• **Problem to solve**:
Output the line that contains "of the person", then every line beneath it through the end of the records, exactly as given and with no other lines.

[Collected data]
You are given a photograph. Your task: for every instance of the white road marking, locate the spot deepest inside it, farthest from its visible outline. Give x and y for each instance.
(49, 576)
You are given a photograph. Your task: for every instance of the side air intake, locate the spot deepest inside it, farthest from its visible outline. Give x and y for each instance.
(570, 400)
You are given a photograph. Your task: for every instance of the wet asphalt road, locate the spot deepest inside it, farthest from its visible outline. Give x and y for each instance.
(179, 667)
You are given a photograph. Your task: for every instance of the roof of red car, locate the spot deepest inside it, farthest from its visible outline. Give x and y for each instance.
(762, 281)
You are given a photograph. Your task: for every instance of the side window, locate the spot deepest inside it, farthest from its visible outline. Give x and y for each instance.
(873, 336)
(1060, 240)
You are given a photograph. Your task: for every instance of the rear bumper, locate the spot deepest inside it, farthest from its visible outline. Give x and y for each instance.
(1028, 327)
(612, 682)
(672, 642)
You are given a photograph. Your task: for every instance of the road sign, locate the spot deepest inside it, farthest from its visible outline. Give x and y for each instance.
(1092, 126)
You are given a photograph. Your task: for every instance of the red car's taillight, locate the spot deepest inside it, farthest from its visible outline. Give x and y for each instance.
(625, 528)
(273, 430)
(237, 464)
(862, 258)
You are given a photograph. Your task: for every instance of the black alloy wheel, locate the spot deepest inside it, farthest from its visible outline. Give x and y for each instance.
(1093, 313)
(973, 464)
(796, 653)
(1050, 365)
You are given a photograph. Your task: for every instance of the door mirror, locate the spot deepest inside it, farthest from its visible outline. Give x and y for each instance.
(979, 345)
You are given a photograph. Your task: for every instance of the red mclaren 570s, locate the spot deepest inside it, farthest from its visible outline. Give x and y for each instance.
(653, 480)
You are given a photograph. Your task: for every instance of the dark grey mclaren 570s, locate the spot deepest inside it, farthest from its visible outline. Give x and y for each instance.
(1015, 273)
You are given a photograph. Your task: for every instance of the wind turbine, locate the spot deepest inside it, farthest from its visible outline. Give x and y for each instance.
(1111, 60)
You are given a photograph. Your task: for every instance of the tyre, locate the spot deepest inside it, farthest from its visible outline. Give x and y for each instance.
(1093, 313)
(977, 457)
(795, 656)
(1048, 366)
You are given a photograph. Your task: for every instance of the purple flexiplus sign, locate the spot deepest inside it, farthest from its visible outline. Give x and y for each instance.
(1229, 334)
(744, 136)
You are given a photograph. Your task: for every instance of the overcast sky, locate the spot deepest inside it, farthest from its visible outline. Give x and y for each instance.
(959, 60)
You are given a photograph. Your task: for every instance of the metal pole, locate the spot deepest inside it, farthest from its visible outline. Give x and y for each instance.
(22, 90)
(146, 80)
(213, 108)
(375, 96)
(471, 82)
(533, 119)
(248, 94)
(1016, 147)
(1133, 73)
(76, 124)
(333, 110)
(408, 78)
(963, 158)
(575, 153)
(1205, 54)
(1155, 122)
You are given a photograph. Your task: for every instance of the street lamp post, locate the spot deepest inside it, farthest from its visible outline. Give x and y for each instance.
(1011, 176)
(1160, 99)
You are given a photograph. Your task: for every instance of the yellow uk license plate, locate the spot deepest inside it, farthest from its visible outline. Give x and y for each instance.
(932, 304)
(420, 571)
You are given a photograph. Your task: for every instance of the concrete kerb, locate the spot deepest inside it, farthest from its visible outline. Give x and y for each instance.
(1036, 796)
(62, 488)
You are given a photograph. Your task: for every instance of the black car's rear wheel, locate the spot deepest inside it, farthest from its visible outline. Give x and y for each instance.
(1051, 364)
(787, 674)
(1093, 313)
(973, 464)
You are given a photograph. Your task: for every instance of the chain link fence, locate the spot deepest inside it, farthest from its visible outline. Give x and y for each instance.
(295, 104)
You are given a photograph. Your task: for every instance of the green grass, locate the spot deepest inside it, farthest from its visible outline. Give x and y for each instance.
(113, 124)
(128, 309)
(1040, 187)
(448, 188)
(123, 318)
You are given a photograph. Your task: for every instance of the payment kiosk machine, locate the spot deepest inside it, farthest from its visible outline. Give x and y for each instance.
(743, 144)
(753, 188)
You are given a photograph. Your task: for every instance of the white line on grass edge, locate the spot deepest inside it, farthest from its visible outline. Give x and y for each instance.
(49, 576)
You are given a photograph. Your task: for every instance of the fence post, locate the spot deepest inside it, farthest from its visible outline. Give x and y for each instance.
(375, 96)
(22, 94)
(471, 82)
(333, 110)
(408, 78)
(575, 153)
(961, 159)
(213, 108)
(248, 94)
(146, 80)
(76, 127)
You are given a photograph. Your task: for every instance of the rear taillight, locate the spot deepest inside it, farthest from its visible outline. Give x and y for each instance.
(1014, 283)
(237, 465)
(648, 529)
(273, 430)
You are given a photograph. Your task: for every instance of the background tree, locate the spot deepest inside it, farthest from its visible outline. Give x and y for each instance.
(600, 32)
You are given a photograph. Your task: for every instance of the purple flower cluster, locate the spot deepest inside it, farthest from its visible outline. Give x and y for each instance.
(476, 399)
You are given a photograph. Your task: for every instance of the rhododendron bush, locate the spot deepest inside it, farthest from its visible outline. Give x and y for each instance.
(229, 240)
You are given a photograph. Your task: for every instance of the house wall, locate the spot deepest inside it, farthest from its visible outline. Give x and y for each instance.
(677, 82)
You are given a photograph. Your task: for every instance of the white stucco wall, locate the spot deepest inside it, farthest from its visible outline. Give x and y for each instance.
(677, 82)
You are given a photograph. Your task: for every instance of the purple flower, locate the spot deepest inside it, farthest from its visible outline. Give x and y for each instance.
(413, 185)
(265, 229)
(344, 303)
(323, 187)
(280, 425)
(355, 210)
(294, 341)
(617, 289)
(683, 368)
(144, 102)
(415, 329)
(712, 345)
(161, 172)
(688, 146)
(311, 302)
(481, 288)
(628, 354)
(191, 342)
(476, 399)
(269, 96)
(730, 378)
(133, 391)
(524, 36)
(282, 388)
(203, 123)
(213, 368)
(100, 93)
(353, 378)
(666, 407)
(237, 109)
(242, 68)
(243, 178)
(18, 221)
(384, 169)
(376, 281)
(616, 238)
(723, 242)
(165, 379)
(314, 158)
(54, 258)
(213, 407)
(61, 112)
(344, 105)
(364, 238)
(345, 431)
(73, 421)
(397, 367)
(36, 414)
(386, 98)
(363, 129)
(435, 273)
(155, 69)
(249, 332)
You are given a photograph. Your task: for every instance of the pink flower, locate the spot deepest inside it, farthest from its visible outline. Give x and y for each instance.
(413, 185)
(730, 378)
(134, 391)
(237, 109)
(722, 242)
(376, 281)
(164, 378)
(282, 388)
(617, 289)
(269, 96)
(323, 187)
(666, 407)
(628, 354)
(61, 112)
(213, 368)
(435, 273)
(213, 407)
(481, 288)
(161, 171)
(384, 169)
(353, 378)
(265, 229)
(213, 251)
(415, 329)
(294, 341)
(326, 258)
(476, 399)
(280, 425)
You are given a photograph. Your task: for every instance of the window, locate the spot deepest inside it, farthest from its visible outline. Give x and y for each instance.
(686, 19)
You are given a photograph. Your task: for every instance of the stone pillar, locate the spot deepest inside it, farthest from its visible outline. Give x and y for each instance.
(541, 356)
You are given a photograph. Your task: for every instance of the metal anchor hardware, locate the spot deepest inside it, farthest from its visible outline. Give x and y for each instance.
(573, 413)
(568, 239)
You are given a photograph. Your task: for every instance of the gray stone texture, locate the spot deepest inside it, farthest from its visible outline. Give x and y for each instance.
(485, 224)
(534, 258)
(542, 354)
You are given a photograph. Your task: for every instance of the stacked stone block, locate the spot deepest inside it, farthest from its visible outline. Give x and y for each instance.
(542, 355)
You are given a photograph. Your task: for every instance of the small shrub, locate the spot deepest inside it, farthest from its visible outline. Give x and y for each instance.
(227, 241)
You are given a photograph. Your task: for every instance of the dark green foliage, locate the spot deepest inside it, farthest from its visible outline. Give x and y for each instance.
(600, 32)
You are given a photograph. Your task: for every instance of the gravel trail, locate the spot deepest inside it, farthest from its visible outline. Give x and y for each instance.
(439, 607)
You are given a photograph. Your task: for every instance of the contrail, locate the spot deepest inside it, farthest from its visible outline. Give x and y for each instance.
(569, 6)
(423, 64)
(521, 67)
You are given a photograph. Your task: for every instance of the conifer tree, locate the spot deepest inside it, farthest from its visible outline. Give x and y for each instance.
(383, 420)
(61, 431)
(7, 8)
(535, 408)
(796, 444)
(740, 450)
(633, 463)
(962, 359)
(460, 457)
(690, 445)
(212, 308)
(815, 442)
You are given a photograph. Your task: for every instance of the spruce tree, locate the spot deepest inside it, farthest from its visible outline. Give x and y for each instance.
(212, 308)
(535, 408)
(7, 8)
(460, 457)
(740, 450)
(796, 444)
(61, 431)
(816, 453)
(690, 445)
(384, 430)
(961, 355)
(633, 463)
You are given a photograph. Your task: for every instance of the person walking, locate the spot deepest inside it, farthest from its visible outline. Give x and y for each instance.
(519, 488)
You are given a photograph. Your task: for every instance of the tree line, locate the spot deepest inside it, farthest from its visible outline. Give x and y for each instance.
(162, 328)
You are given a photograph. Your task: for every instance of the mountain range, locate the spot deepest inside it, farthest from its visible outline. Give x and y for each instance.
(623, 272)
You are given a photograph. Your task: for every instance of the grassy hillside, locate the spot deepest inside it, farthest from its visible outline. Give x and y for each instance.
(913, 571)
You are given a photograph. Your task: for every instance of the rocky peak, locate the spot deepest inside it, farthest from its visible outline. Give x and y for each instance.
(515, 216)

• **Response box**:
You are given a photograph. Your task: for every instance of the person walking, locate the spot deepest inside it, farthest from its visible outline. Give x and y for each instance.
(519, 488)
You are given a photograph. Your task: for every instance of the tree line, locate the spot deepest inside it, farthest from its visible outline. Give x and y for each instance.
(162, 328)
You are given a photograph. Your task: for every instance of the mountain range, locate the spot deepest inside it, farthest from its visible outline. Give x and y for each instance.
(623, 272)
You are given a photograph. Your task: for every instance of the grassy hillside, locate the spot deepest inside it, farthest from its visible outline. Give x and y for each instance.
(913, 571)
You are given a photograph. Your task: for every instance of the rocky peak, locate the spot deepest inside it, farthest from its visible outline. Give x and y for each instance.
(515, 216)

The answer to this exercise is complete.